*Things to do*:
1. From the article on Trump signing his budget bill, extract everything from "The nonpartisan Congressional" down to "measure is unpopular.".
2. Using the article on Trump signing his budget bill, say yes or no to whether each statement matches the article, and quote the article's words that settle it: (a) The bill raises the state and local tax deduction limit to $40,000 for the next five years. (b) Congressional Democrats were divided on the bill. (c) Trump signed the measure at an indoor ceremony.

Trump signs his tax-and-spend bill at White House ceremony
Published in Political News
President Donald Trump signed his $3.4 trillion budget bill into law Friday, enshrining an extension of tax cuts, temporary new breaks for tipped workers and funding to crack down on illegal immigration.
The package encompasses a suite of priorities Trump campaigned on in 2024 — and its enactment at a White House ceremony represents a major political victory for the president whose second term was marked until now by executive rather than legislative action.
The legislative milestone reinforces Trump’s grip on the Republican Party, whose Capitol Hill leaders muscled the bill through the House and Senate this week. To reach his July 4 target date, Trump worked the phones and summoned some lawmakers to the White House in a pressure campaign to win over key holdouts.
“It’s really promises made, promises kept,” Trump said before signing the measure at an outdoor ceremony preceded by an Air Force flyover. After citing what he said were his efforts to restore American strength on the world stage, he called the bill “the biggest victory yet.”
Republican legislative leaders overcame narrow margins, unified opposition from congressional Democrats and objections by fiscal conservatives and moderates to pass the bill before Trump’s deadline, which coincided with the Independence Day holiday.
Yet the legislative success comes with political risks for the president and Republicans with consequences that could rumble for years.
The fiscal package imposes steep cuts and new administrative procedures on nutrition assistance and health programs that provide a safety net for working and unemployed Americans.
The nonpartisan Congressional Budget Office estimates the changes will push some 11.8 million Americans off the Medicaid health insurance program. Others have warned that reduced hospital payments could shut down rural medical facilities.
The cuts have helped sour the public on Trump’s plan, with polls showing it’s unpopular.
Some Senate Republicans have warned the party could face a backlash at the ballot box. Democrats have vowed to wield the bill against Republicans in the buildup to next year’s midterm elections.
Trump and his supporters cast the measure as fuel for an economic renaissance, shrugging off nonpartisan projections that the package will drive up the national debt.
“Our country is going to be a rocket ship economically,” Trump said, while dismissing polls that suggest the measure is unpopular.
Administration officials say the policy shift is just one piece of the president’s economic plan — with tariff revenue, regulatory repeals and increased U.S. energy production also set to bolster growth.
Much of the new law’s expense comes in the form of tax cuts — including an extension of the breaks enacted during Trump’s first term as well as new ones for tips, certain car loans and overtime work.
The measure contains expanded tax breaks for seniors and parents, and raises a state and local tax deduction to $40,000 for the next five years from the existing $10,000 limit. That increase was highly sought after by House Republicans from high-tax states such as New York, New Jersey and California.
The package’s $4.5 trillion in tax cuts were partly offset by spending reductions, including cutting off incentives for renewable power and electric vehicles that had prompted companies to invest in new factories, wind farms and solar arrays nationwide.
Nearly $1 trillion would be cut from Medicaid by imposing a new work requirement for able-bodied adults without children, imposing co-payments and limiting federal reimbursements to states. Food-aid work requirements would expand and states with error-prone systems would be penalized.
Trump’s bill also delivers hundreds of billions in new military funding and allows increased spending on immigration enforcement.

*Provided records*:
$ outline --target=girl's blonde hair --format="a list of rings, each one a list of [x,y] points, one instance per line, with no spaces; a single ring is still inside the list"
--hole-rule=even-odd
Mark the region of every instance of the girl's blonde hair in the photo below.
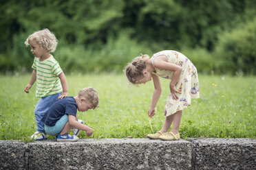
[[[54,34],[47,28],[30,35],[24,42],[25,45],[28,46],[31,40],[35,40],[40,47],[48,52],[54,52],[58,44],[58,40]]]
[[[147,54],[140,54],[129,63],[126,66],[125,71],[127,76],[128,80],[133,83],[137,84],[138,80],[143,78],[143,70],[147,67],[147,62],[149,60]]]
[[[93,109],[98,107],[99,97],[93,87],[82,88],[77,95],[78,98],[85,98],[86,101],[93,105]]]

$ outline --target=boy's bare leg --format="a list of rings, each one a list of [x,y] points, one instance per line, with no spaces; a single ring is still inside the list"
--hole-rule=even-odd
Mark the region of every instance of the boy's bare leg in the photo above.
[[[61,134],[67,134],[67,133],[69,133],[70,132],[70,130],[71,130],[71,125],[70,125],[69,122],[67,121],[67,123],[65,125],[63,129],[62,130],[61,132]]]

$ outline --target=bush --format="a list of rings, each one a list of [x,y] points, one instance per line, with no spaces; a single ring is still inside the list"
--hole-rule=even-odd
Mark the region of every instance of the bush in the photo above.
[[[65,72],[121,72],[127,62],[140,53],[151,53],[143,45],[120,32],[116,38],[109,36],[105,45],[59,45],[54,57]]]
[[[220,36],[215,53],[220,73],[256,73],[256,18]]]
[[[208,74],[214,73],[214,58],[205,49],[183,49],[182,53],[195,66],[198,72]]]

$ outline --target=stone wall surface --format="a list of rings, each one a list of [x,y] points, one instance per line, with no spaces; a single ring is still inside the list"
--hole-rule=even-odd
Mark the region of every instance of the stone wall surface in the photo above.
[[[195,169],[256,169],[256,140],[193,139]]]
[[[256,169],[256,139],[0,141],[0,169]]]

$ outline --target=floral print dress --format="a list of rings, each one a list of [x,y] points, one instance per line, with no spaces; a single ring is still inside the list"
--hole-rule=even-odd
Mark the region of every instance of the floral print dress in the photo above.
[[[200,97],[198,75],[195,66],[182,53],[173,50],[158,52],[153,54],[151,58],[153,66],[153,60],[159,56],[165,56],[169,62],[180,66],[182,68],[180,79],[175,85],[177,90],[181,92],[181,94],[177,93],[179,99],[178,100],[173,99],[170,92],[165,104],[164,116],[168,117],[177,111],[186,108],[191,105],[191,99]],[[156,67],[155,69],[156,73],[154,73],[156,75],[171,80],[173,71],[161,70]]]

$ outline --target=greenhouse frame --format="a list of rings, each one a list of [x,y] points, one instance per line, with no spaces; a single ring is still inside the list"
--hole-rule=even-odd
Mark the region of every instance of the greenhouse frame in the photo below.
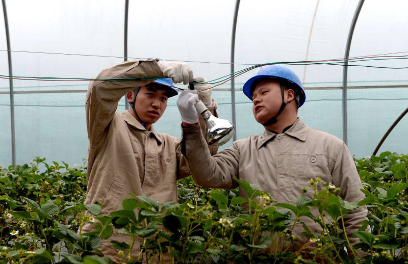
[[[362,157],[398,120],[379,151],[406,153],[407,8],[405,1],[377,0],[2,0],[0,165],[38,155],[81,163],[88,83],[73,79],[151,57],[185,62],[208,80],[251,65],[287,65],[306,90],[298,115],[307,125],[342,139]],[[343,58],[354,60],[322,63]],[[213,89],[220,117],[236,126],[234,140],[263,130],[242,93],[256,70]],[[72,80],[50,84],[44,76]],[[180,137],[175,101],[155,129]],[[118,111],[128,108],[122,99]]]

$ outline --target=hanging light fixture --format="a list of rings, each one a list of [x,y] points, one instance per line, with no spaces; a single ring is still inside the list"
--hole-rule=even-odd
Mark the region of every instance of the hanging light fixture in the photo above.
[[[190,89],[194,89],[192,83],[190,83]],[[206,121],[206,138],[209,146],[222,146],[231,139],[235,133],[234,124],[214,116],[200,100],[194,103],[194,107]]]

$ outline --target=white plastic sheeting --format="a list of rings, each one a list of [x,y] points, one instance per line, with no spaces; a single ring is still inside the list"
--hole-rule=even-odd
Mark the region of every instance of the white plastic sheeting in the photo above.
[[[128,57],[187,61],[195,76],[207,80],[230,73],[235,1],[129,2]],[[91,78],[104,68],[123,61],[124,0],[9,0],[6,3],[12,50],[101,56],[13,52],[14,75]],[[358,0],[241,1],[235,70],[249,66],[246,64],[343,58],[358,3]],[[407,8],[408,2],[403,0],[365,1],[357,20],[350,57],[403,51],[395,55],[406,55]],[[0,49],[6,50],[4,28],[4,20],[0,19]],[[0,51],[0,74],[8,75],[7,52]],[[408,61],[353,64],[404,67]],[[343,67],[288,67],[307,88],[320,87],[307,91],[307,102],[299,110],[299,116],[309,125],[341,138],[341,91],[326,89],[341,86]],[[256,70],[237,77],[236,88],[242,87]],[[350,66],[348,72],[349,86],[408,84],[406,69]],[[20,91],[85,90],[87,84],[14,80],[14,85],[15,91]],[[223,91],[215,88],[213,95],[219,103],[220,115],[231,119],[230,92],[225,90],[230,86],[227,84],[219,88],[224,88]],[[8,80],[0,79],[0,91],[8,89]],[[0,144],[5,150],[0,153],[2,165],[11,163],[9,97],[0,94]],[[85,93],[15,94],[17,163],[28,162],[36,155],[81,162],[87,155],[84,97]],[[353,154],[371,154],[408,105],[407,98],[406,88],[348,91],[348,143]],[[262,132],[263,127],[252,115],[250,102],[239,91],[236,98],[237,138]],[[156,130],[177,136],[180,134],[180,117],[175,103],[175,99],[169,100]],[[118,111],[124,109],[122,100]],[[406,152],[408,142],[403,136],[408,128],[406,119],[396,127],[380,150]]]

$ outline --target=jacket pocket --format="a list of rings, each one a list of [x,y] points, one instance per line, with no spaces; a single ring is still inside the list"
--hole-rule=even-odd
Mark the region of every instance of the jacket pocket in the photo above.
[[[282,154],[276,156],[278,199],[279,202],[294,203],[301,195],[310,198],[312,194],[302,192],[306,187],[309,191],[311,179],[320,178],[322,182],[332,183],[328,159],[320,154]],[[318,191],[322,189],[319,184]]]
[[[122,179],[117,176],[115,176],[102,201],[102,213],[110,213],[122,209],[122,202],[125,198],[124,195],[128,194],[126,192],[123,192],[124,186]]]
[[[175,152],[160,156],[159,170],[163,175],[163,186],[175,184],[177,181],[177,161]]]

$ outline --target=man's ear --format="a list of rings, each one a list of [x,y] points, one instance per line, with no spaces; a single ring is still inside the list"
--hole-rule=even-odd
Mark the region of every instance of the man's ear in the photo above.
[[[129,91],[126,94],[126,99],[128,100],[128,102],[130,103],[133,102],[133,93],[134,92],[134,91]]]
[[[291,102],[295,99],[295,91],[293,89],[288,89],[286,90],[286,100],[287,102]]]

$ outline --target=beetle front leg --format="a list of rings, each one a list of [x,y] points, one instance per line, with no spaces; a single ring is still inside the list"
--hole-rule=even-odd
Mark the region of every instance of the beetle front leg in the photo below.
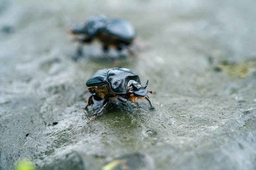
[[[102,99],[96,93],[93,93],[89,97],[89,98],[88,99],[87,105],[85,106],[85,109],[87,109],[88,106],[91,106],[94,104],[93,100],[92,100],[93,97],[95,100],[97,101],[99,101],[102,100]]]
[[[91,116],[92,117],[87,122],[87,123],[93,122],[96,118],[96,117],[97,117],[98,115],[100,115],[102,113],[103,110],[108,106],[110,101],[109,99],[106,99],[104,101],[103,104],[102,105],[102,107],[96,111],[94,113],[90,115],[90,116]]]
[[[121,51],[123,49],[127,49],[130,54],[132,55],[134,55],[134,53],[133,51],[132,50],[131,48],[128,46],[124,44],[121,44],[119,45],[118,47],[117,50]]]
[[[130,101],[129,100],[127,100],[126,99],[122,97],[119,96],[118,97],[117,97],[117,99],[121,102],[123,102],[123,103],[129,103],[133,105],[133,106],[134,107],[137,107],[137,105],[136,105],[136,104],[131,101]]]
[[[149,104],[150,104],[150,106],[151,107],[151,109],[153,109],[154,108],[154,106],[153,105],[153,103],[152,103],[152,101],[150,100],[150,99],[149,99],[149,98],[148,97],[148,96],[146,96],[146,97],[145,97],[145,98],[148,101],[148,102],[149,103]]]

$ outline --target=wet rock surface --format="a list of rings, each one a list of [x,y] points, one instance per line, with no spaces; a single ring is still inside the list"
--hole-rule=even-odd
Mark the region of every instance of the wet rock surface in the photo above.
[[[101,169],[134,156],[129,165],[142,169],[255,169],[256,5],[0,1],[0,169],[22,159],[37,169]],[[103,14],[134,25],[136,58],[114,63],[94,43],[72,59],[67,28]],[[113,101],[87,124],[102,102],[83,109],[86,80],[117,66],[149,79],[155,108]]]

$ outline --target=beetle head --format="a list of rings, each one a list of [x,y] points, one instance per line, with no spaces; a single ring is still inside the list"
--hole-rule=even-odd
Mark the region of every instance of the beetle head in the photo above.
[[[86,33],[84,28],[84,25],[77,24],[69,28],[68,31],[69,33],[73,34],[84,34]]]
[[[77,24],[68,30],[74,34],[84,34],[91,36],[105,27],[107,22],[107,17],[103,15],[95,17],[91,19],[85,24]]]
[[[143,86],[136,81],[131,80],[128,83],[127,88],[129,87],[129,92],[127,92],[137,96],[145,96],[149,92],[146,89],[146,88],[148,85],[148,80],[146,85]]]
[[[93,35],[105,27],[107,21],[106,16],[100,15],[94,17],[86,24],[84,29],[88,35]]]

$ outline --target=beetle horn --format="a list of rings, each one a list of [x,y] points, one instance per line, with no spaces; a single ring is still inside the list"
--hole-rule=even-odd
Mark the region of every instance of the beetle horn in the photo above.
[[[132,89],[133,89],[133,90],[138,90],[138,88],[136,88],[136,86],[134,86],[134,84],[133,84],[133,83],[131,83],[131,86],[132,86]]]
[[[145,85],[145,86],[143,86],[143,88],[144,89],[146,89],[146,88],[147,86],[148,85],[148,83],[149,82],[149,81],[148,81],[148,80],[147,81],[147,83],[146,83],[146,84]]]

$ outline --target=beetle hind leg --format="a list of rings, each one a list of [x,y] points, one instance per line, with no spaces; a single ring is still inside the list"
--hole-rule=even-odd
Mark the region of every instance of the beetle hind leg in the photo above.
[[[110,100],[109,99],[106,99],[104,101],[102,107],[97,110],[93,114],[90,115],[90,117],[91,116],[91,117],[87,122],[87,123],[92,122],[94,121],[98,115],[101,115],[102,113],[103,110],[108,106],[109,101]]]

*Solutions to the exercise*:
1.
The nonpartisan Congressional Budget Office estimates the changes will push some 11.8 million Americans off the Medicaid health insurance program. Others have warned that reduced hospital payments could shut down rural medical facilities.
The cuts have helped sour the public on Trump’s plan, with polls showing it’s unpopular.
Some Senate Republicans have warned the party could face a backlash at the ballot box. Democrats have vowed to wield the bill against Republicans in the buildup to next year’s midterm elections.
Trump and his supporters cast the measure as fuel for an economic renaissance, shrugging off nonpartisan projections that the package will drive up the national debt.
“Our country is going to be a rocket ship economically,” Trump said, while dismissing polls that suggest the measure is unpopular.

2.
(a) Yes: "raises a state and local tax deduction to $40,000 for the next five years from the existing $10,000 limit"
(b) No: "unified opposition from congressional Democrats"
(c) No: "at an outdoor ceremony preceded by an Air Force flyover"